Now I can articulate my thought process.

I want to live in the present. But I am constantly engaged in conversations about what the past has taught me and what the future beholds. What will benefit my distant self, years from now? How may I overcome all possibilities of failure, avoid regrets and outsmart potential mistakes? I had to understand the trajectory of action very early on. I was taught that my behavior must be calculated so that I am granted with success. All this time, I’ve been running through the motions, thinking that this is how to enjoy the present. But my mind has a hidden agenda. It was trained like a professional to tap an algorithm into the system and automatically spew an analysis of pros, cons, threats and opportunities, short and long-term, yeses and nos.

This was the case, until I discovered a specific type of art. Because of the age gap between my sisters and I, I am used to playing the part of an only child. My playmates were mister pen and paper. I would draw disproportional figures of humans on blank pieces of paper, dampening the corners with my little sweaty palms. I talked out loud in what I thought would be the voices of these characters as I drew them. I became more and more enveloped in the fantasy that was their lives. When the paper no longer had any space, I would simply ball up their world in my small fists, crumple up the hour’s work and dispose of it without second thought.

These were the times when I wanted to be a writer. It gave me the same thrill to come up with stories with characters as interesting as the ones I once drew. A decade later, I found the same pattern of flow in doing makeup with its accommodating costumes and graphic designing. Throughout the one to three hours it took to finish a look, I lost myself in the magic of creation. I no longer threw away my doodles, as they soon became primitive versions of bigger dreams.

**PROBLEMS TO SOLVE:**
a) In the essay about drawing and living in the present, reproduce verbatim the stretch from "I want to live" through "yeses and nos.".
b) In the essay about drawing and living in the present, what activities gave the writer the same pattern of flow a decade later?

**DATA RECORDS:**
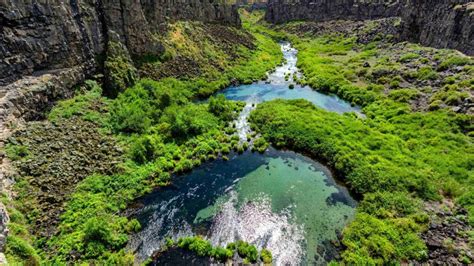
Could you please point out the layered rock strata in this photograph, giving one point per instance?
(440, 24)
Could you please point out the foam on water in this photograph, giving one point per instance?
(280, 200)
(256, 223)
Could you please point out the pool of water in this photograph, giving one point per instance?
(279, 200)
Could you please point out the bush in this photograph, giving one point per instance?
(427, 73)
(408, 57)
(266, 256)
(247, 251)
(403, 95)
(21, 249)
(454, 61)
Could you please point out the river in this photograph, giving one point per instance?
(279, 200)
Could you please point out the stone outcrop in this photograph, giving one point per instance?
(42, 36)
(280, 11)
(49, 46)
(441, 24)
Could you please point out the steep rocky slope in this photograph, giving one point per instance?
(441, 24)
(41, 37)
(280, 11)
(48, 47)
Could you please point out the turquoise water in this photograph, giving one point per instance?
(276, 87)
(280, 200)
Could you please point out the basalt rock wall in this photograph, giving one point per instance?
(39, 36)
(280, 11)
(441, 24)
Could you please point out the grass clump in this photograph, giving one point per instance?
(363, 152)
(409, 57)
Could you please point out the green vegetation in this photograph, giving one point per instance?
(363, 152)
(409, 57)
(204, 248)
(395, 157)
(162, 131)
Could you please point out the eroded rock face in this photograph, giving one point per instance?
(280, 11)
(441, 24)
(42, 36)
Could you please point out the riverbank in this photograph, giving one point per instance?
(409, 157)
(414, 147)
(158, 131)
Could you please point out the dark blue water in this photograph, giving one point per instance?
(279, 200)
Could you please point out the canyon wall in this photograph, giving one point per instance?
(280, 11)
(441, 24)
(48, 46)
(41, 36)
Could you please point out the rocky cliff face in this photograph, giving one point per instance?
(441, 24)
(44, 36)
(280, 11)
(48, 46)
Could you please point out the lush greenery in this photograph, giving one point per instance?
(204, 248)
(402, 153)
(162, 130)
(388, 158)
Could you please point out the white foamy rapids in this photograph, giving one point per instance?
(257, 224)
(150, 239)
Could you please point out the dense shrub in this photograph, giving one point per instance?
(266, 256)
(387, 157)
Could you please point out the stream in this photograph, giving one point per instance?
(279, 200)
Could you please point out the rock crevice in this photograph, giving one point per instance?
(441, 24)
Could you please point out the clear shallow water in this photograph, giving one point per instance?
(280, 200)
(277, 88)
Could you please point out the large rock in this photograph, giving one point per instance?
(441, 24)
(280, 11)
(44, 36)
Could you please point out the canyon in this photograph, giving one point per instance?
(51, 50)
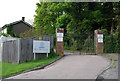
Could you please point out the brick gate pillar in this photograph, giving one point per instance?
(99, 45)
(59, 41)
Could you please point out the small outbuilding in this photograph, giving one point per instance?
(16, 27)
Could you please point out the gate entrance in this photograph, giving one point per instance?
(82, 43)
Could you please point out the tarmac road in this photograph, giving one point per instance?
(69, 67)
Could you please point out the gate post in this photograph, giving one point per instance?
(99, 45)
(59, 41)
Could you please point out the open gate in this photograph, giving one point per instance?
(82, 42)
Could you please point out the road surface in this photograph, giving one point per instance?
(69, 67)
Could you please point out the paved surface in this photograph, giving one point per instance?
(112, 73)
(69, 67)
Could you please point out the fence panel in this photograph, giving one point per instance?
(10, 51)
(26, 47)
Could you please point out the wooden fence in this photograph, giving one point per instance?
(20, 50)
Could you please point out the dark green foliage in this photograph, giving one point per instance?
(6, 35)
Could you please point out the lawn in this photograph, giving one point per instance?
(7, 69)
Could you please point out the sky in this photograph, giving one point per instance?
(14, 10)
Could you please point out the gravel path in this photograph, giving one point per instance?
(112, 73)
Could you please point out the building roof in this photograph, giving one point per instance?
(16, 22)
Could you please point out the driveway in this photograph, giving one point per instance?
(69, 67)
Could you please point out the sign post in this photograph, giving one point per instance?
(59, 41)
(41, 47)
(99, 45)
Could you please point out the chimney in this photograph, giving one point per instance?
(23, 18)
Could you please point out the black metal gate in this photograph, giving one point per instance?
(82, 42)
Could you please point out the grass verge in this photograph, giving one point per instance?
(8, 69)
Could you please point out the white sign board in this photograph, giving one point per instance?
(60, 39)
(59, 34)
(41, 46)
(100, 38)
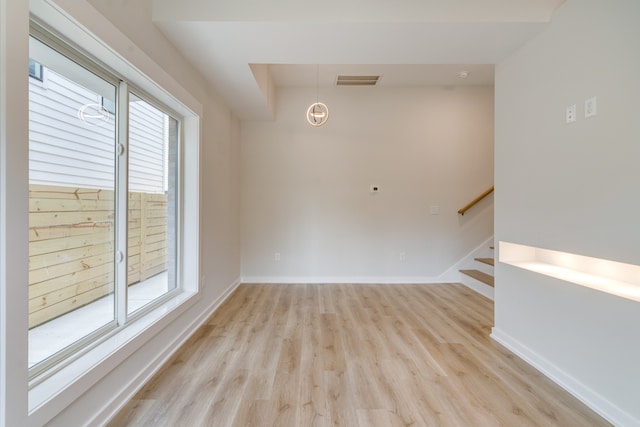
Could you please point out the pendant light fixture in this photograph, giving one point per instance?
(317, 113)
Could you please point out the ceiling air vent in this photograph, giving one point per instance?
(357, 80)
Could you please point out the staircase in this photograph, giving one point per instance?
(479, 277)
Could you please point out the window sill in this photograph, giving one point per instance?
(52, 394)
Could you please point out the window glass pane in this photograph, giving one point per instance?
(153, 145)
(71, 205)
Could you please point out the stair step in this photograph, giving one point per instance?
(479, 275)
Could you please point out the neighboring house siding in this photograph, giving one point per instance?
(66, 151)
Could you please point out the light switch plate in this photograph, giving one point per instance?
(590, 107)
(571, 113)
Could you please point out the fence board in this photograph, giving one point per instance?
(71, 244)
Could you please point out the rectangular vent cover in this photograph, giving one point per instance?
(357, 80)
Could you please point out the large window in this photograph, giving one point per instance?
(104, 203)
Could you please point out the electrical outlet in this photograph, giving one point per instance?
(590, 107)
(571, 113)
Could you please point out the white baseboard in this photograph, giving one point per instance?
(338, 279)
(117, 402)
(589, 397)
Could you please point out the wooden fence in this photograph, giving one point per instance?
(71, 246)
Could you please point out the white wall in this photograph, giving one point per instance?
(305, 191)
(98, 393)
(573, 188)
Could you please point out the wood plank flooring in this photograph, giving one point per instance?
(353, 356)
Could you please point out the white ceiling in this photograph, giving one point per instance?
(413, 42)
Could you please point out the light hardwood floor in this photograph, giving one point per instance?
(351, 355)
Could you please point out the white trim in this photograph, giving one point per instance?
(452, 274)
(117, 402)
(479, 287)
(612, 413)
(65, 386)
(396, 280)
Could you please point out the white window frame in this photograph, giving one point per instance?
(52, 394)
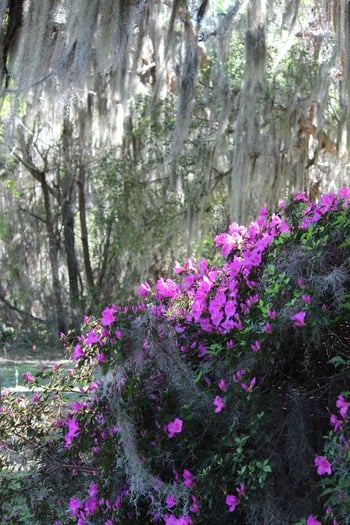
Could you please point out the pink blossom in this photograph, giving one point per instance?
(241, 489)
(166, 289)
(144, 289)
(344, 193)
(174, 427)
(170, 501)
(28, 377)
(343, 406)
(93, 490)
(107, 317)
(312, 521)
(323, 465)
(336, 423)
(237, 376)
(90, 506)
(78, 352)
(255, 346)
(73, 431)
(194, 507)
(92, 338)
(300, 197)
(172, 520)
(267, 328)
(222, 385)
(299, 319)
(232, 501)
(188, 478)
(306, 298)
(219, 404)
(75, 505)
(249, 388)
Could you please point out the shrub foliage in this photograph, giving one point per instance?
(221, 398)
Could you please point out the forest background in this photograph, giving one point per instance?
(134, 131)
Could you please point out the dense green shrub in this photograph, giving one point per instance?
(209, 402)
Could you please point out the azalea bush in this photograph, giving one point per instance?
(209, 401)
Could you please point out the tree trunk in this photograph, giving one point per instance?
(68, 196)
(53, 252)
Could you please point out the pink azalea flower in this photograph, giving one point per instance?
(74, 506)
(93, 490)
(336, 423)
(222, 385)
(299, 319)
(107, 317)
(92, 338)
(219, 404)
(174, 427)
(194, 507)
(249, 388)
(306, 298)
(323, 465)
(170, 501)
(232, 501)
(28, 377)
(188, 478)
(144, 290)
(312, 521)
(166, 289)
(300, 197)
(255, 346)
(73, 431)
(343, 406)
(241, 489)
(237, 376)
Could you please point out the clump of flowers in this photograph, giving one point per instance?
(192, 407)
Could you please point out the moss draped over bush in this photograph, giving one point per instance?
(207, 403)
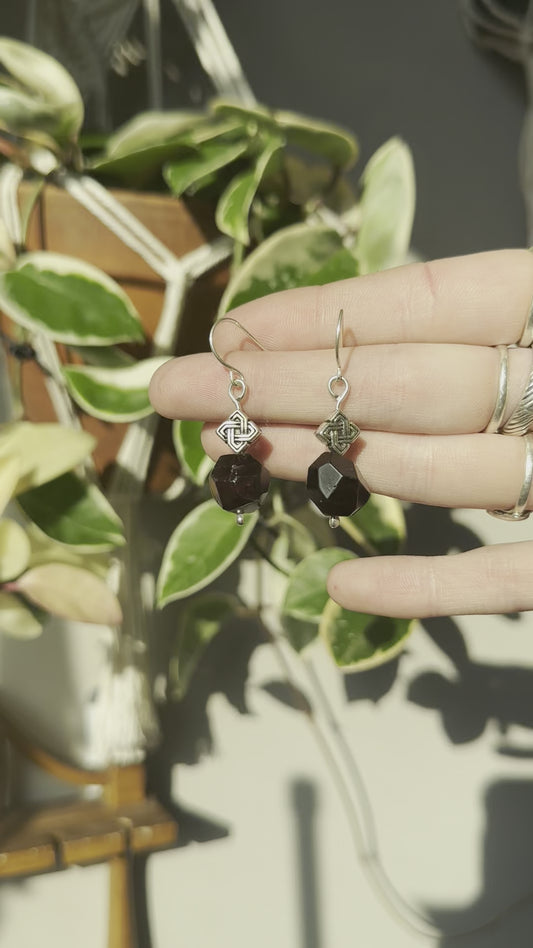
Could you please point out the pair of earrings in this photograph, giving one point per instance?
(238, 481)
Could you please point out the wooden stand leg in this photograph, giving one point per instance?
(121, 919)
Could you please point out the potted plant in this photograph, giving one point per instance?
(270, 190)
(112, 260)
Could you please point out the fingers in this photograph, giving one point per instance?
(422, 388)
(481, 299)
(489, 580)
(478, 471)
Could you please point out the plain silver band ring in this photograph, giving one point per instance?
(518, 423)
(519, 512)
(501, 398)
(526, 339)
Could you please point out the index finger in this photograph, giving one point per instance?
(480, 299)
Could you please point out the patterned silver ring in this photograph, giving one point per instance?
(501, 398)
(526, 339)
(519, 512)
(518, 423)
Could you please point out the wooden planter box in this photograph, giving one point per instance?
(58, 223)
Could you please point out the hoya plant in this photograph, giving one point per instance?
(287, 214)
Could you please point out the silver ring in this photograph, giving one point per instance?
(518, 423)
(501, 398)
(519, 512)
(526, 339)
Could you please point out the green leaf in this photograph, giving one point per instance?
(340, 266)
(136, 152)
(206, 542)
(151, 128)
(233, 208)
(321, 138)
(113, 394)
(109, 357)
(306, 593)
(299, 632)
(71, 593)
(43, 451)
(291, 257)
(14, 550)
(69, 300)
(380, 522)
(16, 619)
(387, 207)
(191, 169)
(7, 250)
(9, 477)
(194, 462)
(47, 88)
(360, 641)
(44, 550)
(198, 625)
(71, 511)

**RESPONSES PER TASK:**
a)
I want to live in the present. But I am constantly engaged in conversations about what the past has taught me and what the future beholds. What will benefit my distant self, years from now? How may I overcome all possibilities of failure, avoid regrets and outsmart potential mistakes? I had to understand the trajectory of action very early on. I was taught that my behavior must be calculated so that I am granted with success. All this time, I’ve been running through the motions, thinking that this is how to enjoy the present. But my mind has a hidden agenda. It was trained like a professional to tap an algorithm into the system and automatically spew an analysis of pros, cons, threats and opportunities, short and long-term, yeses and nos.

b) Doing makeup, with its accommodating costumes, and graphic designing.